* [Problem statement]: Reproduce every one of the following records word for word.

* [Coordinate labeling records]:
══════════

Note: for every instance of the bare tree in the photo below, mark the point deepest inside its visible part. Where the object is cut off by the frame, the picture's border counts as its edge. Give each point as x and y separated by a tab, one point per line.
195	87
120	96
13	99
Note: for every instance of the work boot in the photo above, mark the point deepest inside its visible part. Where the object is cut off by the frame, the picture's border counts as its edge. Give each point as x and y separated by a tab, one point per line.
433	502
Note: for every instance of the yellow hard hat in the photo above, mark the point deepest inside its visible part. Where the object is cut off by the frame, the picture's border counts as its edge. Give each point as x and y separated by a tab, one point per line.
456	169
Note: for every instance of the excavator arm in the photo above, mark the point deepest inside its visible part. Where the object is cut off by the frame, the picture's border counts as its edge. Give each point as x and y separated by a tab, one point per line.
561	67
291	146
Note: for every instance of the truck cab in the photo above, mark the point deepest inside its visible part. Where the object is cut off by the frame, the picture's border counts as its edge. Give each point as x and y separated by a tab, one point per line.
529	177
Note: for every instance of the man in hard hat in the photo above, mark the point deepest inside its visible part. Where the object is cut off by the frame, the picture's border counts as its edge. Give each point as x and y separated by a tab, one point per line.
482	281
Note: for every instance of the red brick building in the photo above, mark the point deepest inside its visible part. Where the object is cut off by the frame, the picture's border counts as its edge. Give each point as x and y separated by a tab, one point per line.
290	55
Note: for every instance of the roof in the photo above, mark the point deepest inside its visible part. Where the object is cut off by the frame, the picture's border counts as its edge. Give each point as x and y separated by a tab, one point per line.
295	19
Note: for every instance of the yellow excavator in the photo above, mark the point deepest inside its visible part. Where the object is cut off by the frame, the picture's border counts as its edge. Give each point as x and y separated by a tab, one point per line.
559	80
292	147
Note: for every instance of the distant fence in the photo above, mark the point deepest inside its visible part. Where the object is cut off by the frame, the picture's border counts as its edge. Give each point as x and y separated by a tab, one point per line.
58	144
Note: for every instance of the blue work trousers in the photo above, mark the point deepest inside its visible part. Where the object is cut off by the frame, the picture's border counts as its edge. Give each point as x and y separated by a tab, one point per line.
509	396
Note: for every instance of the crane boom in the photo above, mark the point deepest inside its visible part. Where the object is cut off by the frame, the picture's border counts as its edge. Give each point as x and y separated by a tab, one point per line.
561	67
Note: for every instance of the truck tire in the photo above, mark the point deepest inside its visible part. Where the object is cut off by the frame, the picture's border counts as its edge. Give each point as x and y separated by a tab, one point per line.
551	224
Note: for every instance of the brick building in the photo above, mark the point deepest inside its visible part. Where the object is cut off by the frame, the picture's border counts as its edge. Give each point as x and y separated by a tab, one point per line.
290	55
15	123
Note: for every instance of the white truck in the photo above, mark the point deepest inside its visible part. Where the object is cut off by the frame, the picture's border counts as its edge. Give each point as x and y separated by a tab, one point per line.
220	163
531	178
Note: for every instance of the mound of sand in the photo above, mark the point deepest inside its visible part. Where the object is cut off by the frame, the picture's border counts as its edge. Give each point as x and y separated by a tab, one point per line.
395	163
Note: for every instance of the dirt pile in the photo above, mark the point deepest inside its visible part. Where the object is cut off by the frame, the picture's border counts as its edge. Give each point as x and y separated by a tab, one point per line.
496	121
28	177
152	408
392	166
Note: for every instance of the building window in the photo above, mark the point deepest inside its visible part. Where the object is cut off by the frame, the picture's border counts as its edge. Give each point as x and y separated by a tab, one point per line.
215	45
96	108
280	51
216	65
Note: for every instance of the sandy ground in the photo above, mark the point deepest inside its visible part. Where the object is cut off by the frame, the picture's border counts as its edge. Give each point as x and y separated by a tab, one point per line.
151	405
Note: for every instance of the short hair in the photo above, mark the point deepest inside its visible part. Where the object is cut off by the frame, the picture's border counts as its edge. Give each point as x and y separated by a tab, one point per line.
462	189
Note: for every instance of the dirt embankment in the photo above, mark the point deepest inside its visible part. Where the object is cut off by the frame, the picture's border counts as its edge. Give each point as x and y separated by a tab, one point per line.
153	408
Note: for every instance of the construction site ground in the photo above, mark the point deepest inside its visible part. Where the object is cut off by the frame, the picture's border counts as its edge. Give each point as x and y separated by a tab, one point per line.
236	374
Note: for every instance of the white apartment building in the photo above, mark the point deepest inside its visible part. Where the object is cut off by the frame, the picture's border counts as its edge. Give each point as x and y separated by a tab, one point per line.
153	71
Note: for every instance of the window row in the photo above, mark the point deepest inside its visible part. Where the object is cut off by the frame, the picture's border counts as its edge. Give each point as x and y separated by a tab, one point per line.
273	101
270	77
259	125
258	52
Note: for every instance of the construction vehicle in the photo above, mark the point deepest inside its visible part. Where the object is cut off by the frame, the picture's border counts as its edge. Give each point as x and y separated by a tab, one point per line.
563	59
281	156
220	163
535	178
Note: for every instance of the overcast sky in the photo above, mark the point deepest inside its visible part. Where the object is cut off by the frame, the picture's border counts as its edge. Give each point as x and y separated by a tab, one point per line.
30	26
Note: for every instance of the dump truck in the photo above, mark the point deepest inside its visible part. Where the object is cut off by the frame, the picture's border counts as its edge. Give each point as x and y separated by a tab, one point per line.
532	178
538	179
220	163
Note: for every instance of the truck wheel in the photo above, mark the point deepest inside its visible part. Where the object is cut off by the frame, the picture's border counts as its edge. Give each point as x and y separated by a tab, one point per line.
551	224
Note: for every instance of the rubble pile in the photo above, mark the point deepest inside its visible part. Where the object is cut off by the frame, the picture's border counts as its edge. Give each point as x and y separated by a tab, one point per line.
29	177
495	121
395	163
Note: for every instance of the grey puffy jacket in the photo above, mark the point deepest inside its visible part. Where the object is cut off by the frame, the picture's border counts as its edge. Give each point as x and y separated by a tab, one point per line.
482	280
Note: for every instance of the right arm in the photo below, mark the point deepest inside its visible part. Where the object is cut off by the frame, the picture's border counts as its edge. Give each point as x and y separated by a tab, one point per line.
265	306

══════════

* [Reply to the task]:
Note: for every instance of the bare tree in the photo below, mark the point deepest inside its visible part. Where the object is cut off by the frame, the picture's border counts as its edge. Give each point as x and y separated by a tab, one point per line.
195	87
120	96
13	99
Note: for every instance of the work boot in the photo above, mark the point deepest inside its visible part. Where the object is cut off by the frame, the picture's border counts as its edge. Give each point as x and y separated by a tab, one point per line.
433	502
Note: for every instance of the yellow hard hat in the photo above, mark the point deepest inside its visible part. Where the object is cut off by the frame, the picture's border counts as its edge. Give each point as x and y separated by a tab, one point per line.
456	169
Note: for every instance of the excavator arm in the photo above, mark the point deepest inside its visible part. Where the object is cut off by the frame, the picture's border counts as its edge. Give each point as x and y separated by a tab, one point per line.
561	67
291	146
Note: for every instance of the truck cab in the photo above, mark the point deepest inside its visible part. Where the object is cut off by the frame, the picture's border counts as its edge. Give each point as x and y separated by a tab, one point per line.
529	177
Note: for every instance of the man in hard hat in the photo above, mark the point deepest inside its visible part. Where the object is cut off by the frame, the picture's border counts as its edge. Give each point as x and y separated by a tab, one point per line.
482	281
Note: for every instance of the red brick building in the photo above, mark the point deepest inside its visible part. Where the object is cut off by the frame, the picture's border counts as its edge. Give each point as x and y separated by a tab, one point per line.
290	55
Note: for every instance of the roof in the photo above, mark the point deepest inside its visible part. Where the object is cut off by the frame, the picture's border counts as its edge. Give each point as x and y separated by a tab, one point per line.
295	19
Note: for every instance of the yellow excavator in the photo above, mark the point deepest inside its visible part. Where the object is cut off by the frame, the picture's border counts as its edge. Give each point as x and y separated by a tab, one point per line.
559	80
292	147
Note: for every instance of the distant fence in the photo above, mark the point deepest inside its visible part. Where the object is cut off by the frame, the picture's border counts as its edge. Give each point as x and y separated by a tab, one point per line.
58	144
Note: for every instance of the blue work trousers in the photo above, mark the point deepest inside its visible part. Where the object is cut off by the frame, the picture's border counts as its edge. Give each point as x and y separated by a tab, one point per line.
509	396
Note: for every instance of the crane boom in the photo above, mark the point deepest inside its visible part. Where the object is cut off by the frame, the picture's border counts as its edge. Give each point as x and y separated by a tab, one point per line.
561	67
Note: for every instance of the truck tire in the photo above, mark the point deepest inside its visible part. Where the object is cut off by the frame, the picture's border counts as its edge. Give each point as x and y separated by a tab, one point per line.
551	224
Note: for every instance of the brick building in the photo above, mark the point deepest inside its visible part. Where the object is cut off by the frame, the picture's border counts as its edge. Give each point as x and y separated by a tab, one point per line.
290	55
15	123
Note: for every instance of the white truck in the photo above, mark the point deepest inside its visible part. Where the object is cut off by the frame, the picture's border counts as its edge. Give each point as x and y separated by a tab, one point per line.
220	163
531	178
Note: for every instance of the mound of sand in the photo above, mark the point deepest inside its visible part. Where the object is cut off by the frame, the picture's border counts as its edge. Give each point as x and y separated by a tab, one point per line.
395	163
Note: for every instance of the dirt pile in the photo above, mark the point deepest inside its visible part. Where the object is cut off by the frame, the picture's border counts as its edge. Give each point as x and y separated by a tab, one point per line.
496	121
28	177
152	408
392	166
Note: for every instance of the building window in the photo above, mark the point deepest inside its visible part. Where the object is cut off by the frame, the picture's border counts as its edge. Give each point as x and y separated by a tab, one point per line.
215	45
96	108
280	51
216	65
Note: for every instance of the sandy ground in the photo above, mark the point deepest inside its visible part. Where the object is cut off by the frame, the picture's border counts as its edge. Give each point as x and y separated by a tab, one point per line.
151	405
Note: for every instance of the short hair in the photo above, mark the point deepest inside its visible part. Where the object is cut off by the frame, the picture's border counts as its edge. Give each point as x and y separated by a tab, one point per line.
462	189
Note: for every instance of the dirt embankment in the photo above, mark the point deepest inside its visible part. Where the object is cut off by the frame, the picture's border counts as its edge. Give each point as x and y separated by a tab, one point per line.
153	408
Note: for every instance of the construction site ground in the photo above, mark the point deepest inside its visible part. Where the object is cut off by the frame, the picture's border counts as its edge. Give each point as x and y separated by a tab, one point per line.
236	374
Note: for every instance of the white apartment building in the photo above, mark the point deepest inside its visible part. Where the object is cut off by the frame, the picture's border counts as its edge. Give each point as x and y separated by a tab, one point per line.
153	71
Note: for every instance of the window row in the photo above, mark the point deepest inside its visible part. Where the object is cut off by the frame, the picture's border counts as its edge. Give each point as x and y separated by a tab, one point per line.
273	101
270	77
259	125
258	52
Note: for every instance of the construction vehicle in the photo above, mark the point deepest inside its visible part. Where the object is cut off by the frame, the picture's border counts as its edge. Give each point as x and y separated by a tab, one point per line.
563	59
281	156
220	163
535	178
Note: for every instance of the overcast sky in the photo above, mark the point deepest inside its visible part. Where the object is cut off by the frame, the picture's border counts as its edge. Give each point as x and y separated by a tab, one point per line.
30	26
Note: for every instance of the dump truck in the photo above, mark the point deepest inside its visible part. Where the object is cut off by the frame, the picture's border counts as its edge. Give each point as x and y separated by a tab, one point per line.
532	178
538	179
220	163
Note: for every instance of the truck wheel in the photo above, mark the point deepest inside its visible part. Where the object is cut off by the frame, the picture's border counts as its edge. Give each point as x and y separated by a tab, one point per line.
551	224
Note: for every instance of the rubble pile in the photo above, mark the point deepest inside its visible part. Where the object is cut off by the frame, the picture's border counts as its edge. Give each point as x and y separated by a tab, one point per line.
29	177
495	121
395	163
Note: for every instance of the grey puffy jacket in the photo above, mark the point deepest inside its visible part. Where the object is cut off by the frame, the picture's border counts as its edge. Give each point as x and y separated by a tab, one point per line.
482	280
Note: for every instance of the right arm in the photo below, mark the point deepest inside its visible part. Where the object is cut off by the frame, the picture's border counts as its edge. Give each point as x and y separated by a tab, one point per line.
265	306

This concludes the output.